Show every line of the items below that contains the word "goggle". Case counts when matching.

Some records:
#####

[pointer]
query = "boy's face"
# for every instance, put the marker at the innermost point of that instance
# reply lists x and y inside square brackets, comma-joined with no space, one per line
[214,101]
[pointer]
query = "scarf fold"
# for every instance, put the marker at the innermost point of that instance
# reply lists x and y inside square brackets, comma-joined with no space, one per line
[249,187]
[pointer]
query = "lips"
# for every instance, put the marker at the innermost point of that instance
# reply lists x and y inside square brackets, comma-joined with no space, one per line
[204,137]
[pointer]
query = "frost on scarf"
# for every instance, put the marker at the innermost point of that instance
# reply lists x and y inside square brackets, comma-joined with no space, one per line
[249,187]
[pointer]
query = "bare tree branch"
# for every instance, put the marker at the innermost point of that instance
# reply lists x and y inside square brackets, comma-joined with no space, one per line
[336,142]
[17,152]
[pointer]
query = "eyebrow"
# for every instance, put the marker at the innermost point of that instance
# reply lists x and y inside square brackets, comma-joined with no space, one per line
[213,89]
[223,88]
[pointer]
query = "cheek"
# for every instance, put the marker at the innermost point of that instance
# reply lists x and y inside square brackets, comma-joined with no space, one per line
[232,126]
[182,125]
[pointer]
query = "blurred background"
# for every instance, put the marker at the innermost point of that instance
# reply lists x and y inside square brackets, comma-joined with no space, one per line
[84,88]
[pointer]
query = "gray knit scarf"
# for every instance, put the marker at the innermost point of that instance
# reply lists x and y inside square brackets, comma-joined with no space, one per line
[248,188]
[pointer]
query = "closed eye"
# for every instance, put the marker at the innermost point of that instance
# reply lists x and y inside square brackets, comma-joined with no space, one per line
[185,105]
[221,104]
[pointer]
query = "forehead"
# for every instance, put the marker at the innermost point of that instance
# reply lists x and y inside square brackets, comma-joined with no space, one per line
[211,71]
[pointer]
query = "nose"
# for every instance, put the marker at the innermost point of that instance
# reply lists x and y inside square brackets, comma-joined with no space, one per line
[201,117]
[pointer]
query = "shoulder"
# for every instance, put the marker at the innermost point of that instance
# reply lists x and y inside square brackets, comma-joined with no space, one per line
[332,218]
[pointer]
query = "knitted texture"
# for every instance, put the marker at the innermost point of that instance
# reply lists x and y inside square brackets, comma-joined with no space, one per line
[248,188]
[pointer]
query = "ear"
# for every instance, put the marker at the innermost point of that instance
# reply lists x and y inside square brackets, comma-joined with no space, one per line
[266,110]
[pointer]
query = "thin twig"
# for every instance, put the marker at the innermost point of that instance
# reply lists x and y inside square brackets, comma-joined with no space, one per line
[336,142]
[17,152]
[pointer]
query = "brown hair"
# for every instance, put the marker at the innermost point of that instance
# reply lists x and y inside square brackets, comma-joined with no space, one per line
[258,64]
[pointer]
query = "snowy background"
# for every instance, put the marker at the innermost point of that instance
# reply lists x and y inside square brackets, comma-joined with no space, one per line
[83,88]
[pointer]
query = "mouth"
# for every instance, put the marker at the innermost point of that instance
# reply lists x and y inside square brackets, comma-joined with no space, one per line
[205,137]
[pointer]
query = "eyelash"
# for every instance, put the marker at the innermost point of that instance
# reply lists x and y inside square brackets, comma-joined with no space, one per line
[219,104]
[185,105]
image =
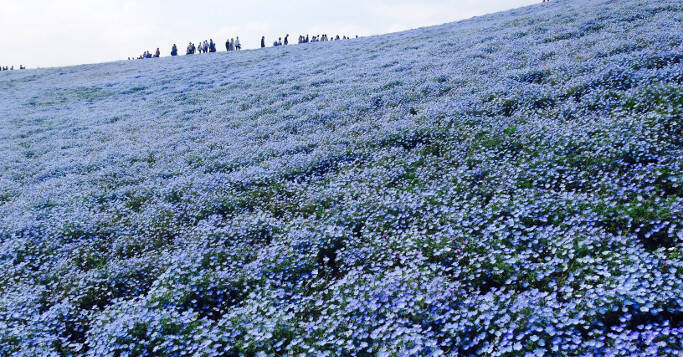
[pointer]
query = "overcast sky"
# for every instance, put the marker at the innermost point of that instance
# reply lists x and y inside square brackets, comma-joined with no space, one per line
[47,33]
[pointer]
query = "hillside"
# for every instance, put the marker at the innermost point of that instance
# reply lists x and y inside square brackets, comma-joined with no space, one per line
[506,184]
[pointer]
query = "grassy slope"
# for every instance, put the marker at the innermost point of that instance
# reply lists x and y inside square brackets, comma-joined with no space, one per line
[510,182]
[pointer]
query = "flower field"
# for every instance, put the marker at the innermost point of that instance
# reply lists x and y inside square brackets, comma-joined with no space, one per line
[506,185]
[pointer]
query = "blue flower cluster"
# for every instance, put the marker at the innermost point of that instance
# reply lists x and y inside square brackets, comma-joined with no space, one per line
[507,185]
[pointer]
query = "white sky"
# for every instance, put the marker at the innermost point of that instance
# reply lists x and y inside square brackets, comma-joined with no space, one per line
[47,33]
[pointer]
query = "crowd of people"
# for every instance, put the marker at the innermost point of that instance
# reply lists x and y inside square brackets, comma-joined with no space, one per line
[305,39]
[234,44]
[203,47]
[10,68]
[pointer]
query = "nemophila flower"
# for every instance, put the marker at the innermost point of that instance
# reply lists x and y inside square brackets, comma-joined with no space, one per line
[431,192]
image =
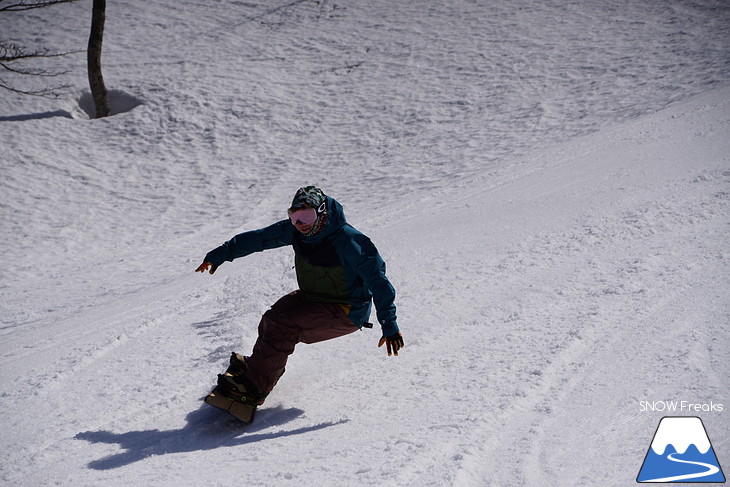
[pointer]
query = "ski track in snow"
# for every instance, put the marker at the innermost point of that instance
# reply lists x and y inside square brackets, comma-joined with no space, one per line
[557,236]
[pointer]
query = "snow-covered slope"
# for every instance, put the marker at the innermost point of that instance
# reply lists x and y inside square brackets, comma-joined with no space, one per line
[553,209]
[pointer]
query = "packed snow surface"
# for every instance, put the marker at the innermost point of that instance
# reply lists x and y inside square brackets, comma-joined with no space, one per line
[548,183]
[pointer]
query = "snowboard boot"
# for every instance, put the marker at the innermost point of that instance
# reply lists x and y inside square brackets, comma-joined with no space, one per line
[234,396]
[234,393]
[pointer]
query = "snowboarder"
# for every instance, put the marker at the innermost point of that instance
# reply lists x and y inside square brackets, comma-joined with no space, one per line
[340,274]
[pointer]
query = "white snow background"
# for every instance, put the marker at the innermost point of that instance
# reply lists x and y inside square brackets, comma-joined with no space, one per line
[548,183]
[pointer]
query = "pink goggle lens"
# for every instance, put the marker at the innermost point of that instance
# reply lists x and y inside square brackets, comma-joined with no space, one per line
[305,216]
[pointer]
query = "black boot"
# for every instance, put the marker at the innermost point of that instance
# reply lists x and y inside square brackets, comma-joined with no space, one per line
[239,389]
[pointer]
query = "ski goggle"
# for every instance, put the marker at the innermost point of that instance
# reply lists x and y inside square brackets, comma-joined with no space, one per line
[305,216]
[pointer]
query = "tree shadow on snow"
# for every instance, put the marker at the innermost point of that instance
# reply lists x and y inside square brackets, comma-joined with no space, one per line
[207,429]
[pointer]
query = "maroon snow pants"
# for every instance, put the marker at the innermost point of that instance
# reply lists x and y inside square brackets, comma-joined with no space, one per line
[292,319]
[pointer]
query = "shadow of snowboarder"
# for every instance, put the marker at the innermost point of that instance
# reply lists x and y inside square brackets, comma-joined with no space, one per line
[206,429]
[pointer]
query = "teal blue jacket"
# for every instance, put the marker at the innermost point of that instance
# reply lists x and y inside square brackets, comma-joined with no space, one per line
[337,265]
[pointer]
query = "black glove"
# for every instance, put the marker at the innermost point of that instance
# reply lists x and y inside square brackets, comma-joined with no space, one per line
[207,266]
[393,343]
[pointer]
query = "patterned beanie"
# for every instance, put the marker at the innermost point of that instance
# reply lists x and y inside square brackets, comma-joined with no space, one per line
[312,197]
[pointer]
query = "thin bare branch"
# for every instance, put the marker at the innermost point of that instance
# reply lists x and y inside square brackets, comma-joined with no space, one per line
[21,6]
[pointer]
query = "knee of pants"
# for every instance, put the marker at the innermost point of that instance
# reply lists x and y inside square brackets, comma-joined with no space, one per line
[276,331]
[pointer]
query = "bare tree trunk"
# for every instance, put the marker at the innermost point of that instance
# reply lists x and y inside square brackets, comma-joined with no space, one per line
[96,80]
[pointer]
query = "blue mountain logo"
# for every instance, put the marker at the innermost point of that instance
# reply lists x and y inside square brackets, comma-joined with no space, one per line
[681,452]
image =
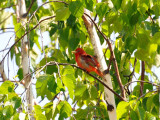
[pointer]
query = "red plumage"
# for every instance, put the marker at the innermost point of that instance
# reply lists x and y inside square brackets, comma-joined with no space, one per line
[87,62]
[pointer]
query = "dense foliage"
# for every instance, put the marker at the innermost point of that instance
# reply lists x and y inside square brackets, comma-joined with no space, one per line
[72,93]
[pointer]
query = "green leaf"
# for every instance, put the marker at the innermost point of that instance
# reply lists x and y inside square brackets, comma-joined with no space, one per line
[15,102]
[155,100]
[143,39]
[52,85]
[149,116]
[54,28]
[62,14]
[141,113]
[79,90]
[122,109]
[150,103]
[117,3]
[38,112]
[18,59]
[37,109]
[19,30]
[65,110]
[58,56]
[8,111]
[42,84]
[63,39]
[134,115]
[51,69]
[40,117]
[156,38]
[81,114]
[89,4]
[73,43]
[7,87]
[76,8]
[101,9]
[94,93]
[142,54]
[131,43]
[2,97]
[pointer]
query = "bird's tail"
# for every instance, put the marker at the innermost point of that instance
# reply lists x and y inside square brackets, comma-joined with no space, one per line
[99,73]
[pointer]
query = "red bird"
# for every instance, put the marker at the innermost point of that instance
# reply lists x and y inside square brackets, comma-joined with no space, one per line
[87,62]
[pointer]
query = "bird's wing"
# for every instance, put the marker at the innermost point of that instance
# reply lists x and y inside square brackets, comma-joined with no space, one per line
[90,60]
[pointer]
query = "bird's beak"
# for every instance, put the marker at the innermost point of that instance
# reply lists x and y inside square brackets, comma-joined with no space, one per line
[73,52]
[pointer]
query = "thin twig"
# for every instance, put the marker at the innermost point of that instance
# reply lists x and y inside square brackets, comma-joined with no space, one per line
[142,77]
[6,18]
[7,7]
[54,63]
[141,82]
[73,65]
[6,28]
[24,35]
[25,15]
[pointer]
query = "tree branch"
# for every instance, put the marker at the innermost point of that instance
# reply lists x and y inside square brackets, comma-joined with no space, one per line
[25,34]
[113,58]
[73,65]
[142,77]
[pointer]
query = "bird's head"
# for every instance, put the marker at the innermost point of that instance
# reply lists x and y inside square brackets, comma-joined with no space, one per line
[79,51]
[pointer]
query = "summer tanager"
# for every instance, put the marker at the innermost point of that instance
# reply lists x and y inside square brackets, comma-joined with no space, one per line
[87,62]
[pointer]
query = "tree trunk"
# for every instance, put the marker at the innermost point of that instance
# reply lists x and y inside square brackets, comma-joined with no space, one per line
[3,75]
[26,61]
[109,96]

#####

THE COMPLETED TASK.
query = "pink goggle lens"
query = "ski goggle"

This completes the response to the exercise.